Set task A
According to the sermon excerpt, how many frequencies does a single hydrogen atom emit?
Set task B
Decide whether each statement agrees with the sermon excerpt. Answer yes or no, and quote the deciding words.
(i) Meadowlarks have a range of three hundred notes.
(ii) A grand piano emits more frequencies than a single hydrogen atom.
(iii) The series "Why We Sing" comes from the first five Psalms in the book of Psalms.

Show “Creation Calls” video.

 

Think for a moment about the sounds that you enjoy hearing. The sound of crashing waves. Of birds singing. Of water running over rocks in a brook. Of rain pattering against a roof. Of thunder in the distance. Of a fire crackling in a firepit on a cool autumn evening. The sound of your beloved whispering in your ear. The sound of children playing. The sound of a grand piano, or a magnificent organ, or a guitar in the hands of a master musician. Every moment of every day our ears pick up the sounds that surround us. Some of those sounds aren’t so pleasant. The sound of a honking horn. Screeching tires. Bellowing voices. Blaring sirens. Gunfire on city streets. A mother is easily awakened by the slightest noise made by her baby sleeping nearby. But for all that we hear, we miss most of the sound going on around us. Sounds that even the finest of human ears cannot pick up.

 

Research in the field of bioacoustics has revealed that every day we are surrounded by millions of ultrasonic songs. Did you know, for instance, that the electron shell of the carbon atom produces the same harmonic scale as the Gregorian chant? Or that whale songs can travel thousands of miles underwater? Or that meadowlarks have a range of three hundred notes? Supersensitive sound instruments have discovered that even earthworms make faint staccato sounds! Arnold Summerfield, the German physicist and pianist, observed that a single hydrogen atom, which emits one hundred frequencies, is more musical than a grand piano, which only emits eighty-eight frequencies.

 

Science writer Lewis Thomas summed it up it this way: “If we had better hearing, and could discern the [singing] of sea birds, the rhythmic [drumming] of schools of mollusks, or even the distant harmonics of [flies] hanging over meadows in the sun, the combined sound might lift us off our feet.”[i]

 

As we continue our series “Why We Sing” from the last five Psalms in the book of Psalms, turn with me in your Bibles to Psalm 148:1-6.

Data
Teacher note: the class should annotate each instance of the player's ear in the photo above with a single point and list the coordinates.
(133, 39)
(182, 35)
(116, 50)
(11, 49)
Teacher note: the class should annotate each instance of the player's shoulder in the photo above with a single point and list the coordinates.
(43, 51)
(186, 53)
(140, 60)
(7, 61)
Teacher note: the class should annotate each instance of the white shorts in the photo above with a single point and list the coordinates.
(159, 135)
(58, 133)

--

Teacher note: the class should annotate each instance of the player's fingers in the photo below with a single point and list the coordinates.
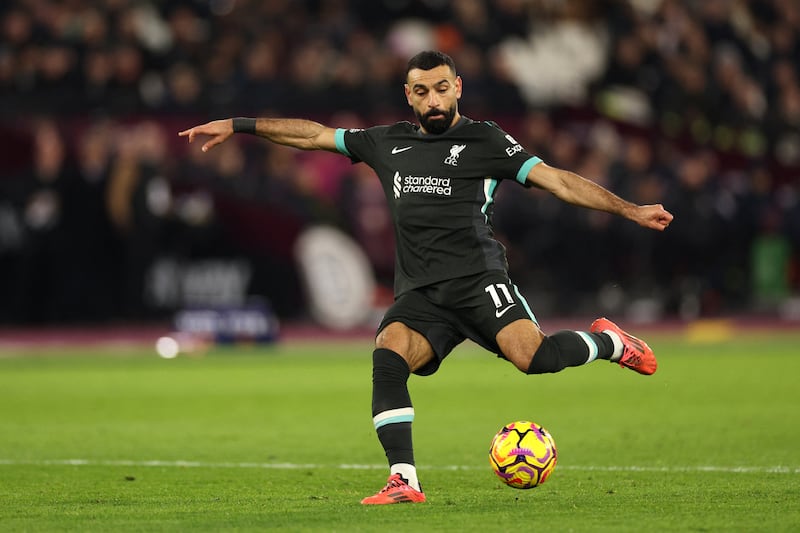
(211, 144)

---

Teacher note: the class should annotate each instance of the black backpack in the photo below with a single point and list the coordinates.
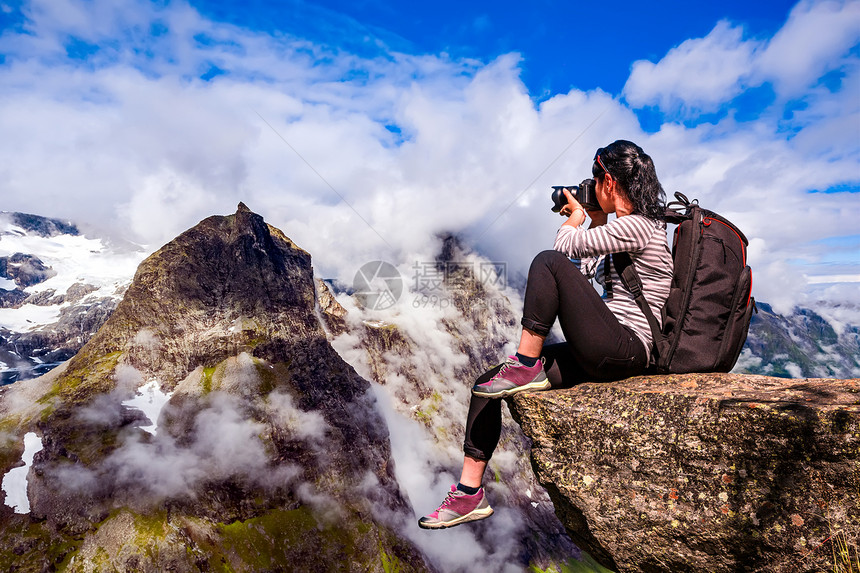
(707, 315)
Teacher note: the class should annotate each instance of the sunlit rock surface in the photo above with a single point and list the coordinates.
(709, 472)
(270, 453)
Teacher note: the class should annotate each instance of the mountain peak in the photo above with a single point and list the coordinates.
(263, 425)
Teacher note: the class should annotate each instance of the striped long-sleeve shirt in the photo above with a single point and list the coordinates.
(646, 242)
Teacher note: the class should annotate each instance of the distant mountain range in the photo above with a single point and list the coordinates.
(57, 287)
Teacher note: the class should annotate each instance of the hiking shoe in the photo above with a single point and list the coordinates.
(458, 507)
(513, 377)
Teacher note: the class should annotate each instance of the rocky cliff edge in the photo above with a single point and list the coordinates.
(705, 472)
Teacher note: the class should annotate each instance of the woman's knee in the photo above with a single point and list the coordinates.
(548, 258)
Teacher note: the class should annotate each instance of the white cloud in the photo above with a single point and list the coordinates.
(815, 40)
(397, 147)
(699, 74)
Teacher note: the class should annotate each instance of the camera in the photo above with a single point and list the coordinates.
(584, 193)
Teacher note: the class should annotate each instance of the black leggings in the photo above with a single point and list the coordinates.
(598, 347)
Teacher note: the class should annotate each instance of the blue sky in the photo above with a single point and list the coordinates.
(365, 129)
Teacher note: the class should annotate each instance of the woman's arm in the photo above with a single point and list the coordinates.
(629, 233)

Correct response A
One hundred frequencies.

Correct response B
(i) Yes: "meadowlarks have a range of three hundred notes"
(ii) No: "a single hydrogen atom, which emits one hundred frequencies, is more musical than a grand piano, which only emits eighty-eight frequencies"
(iii) No: "from the last five Psalms in the book of Psalms"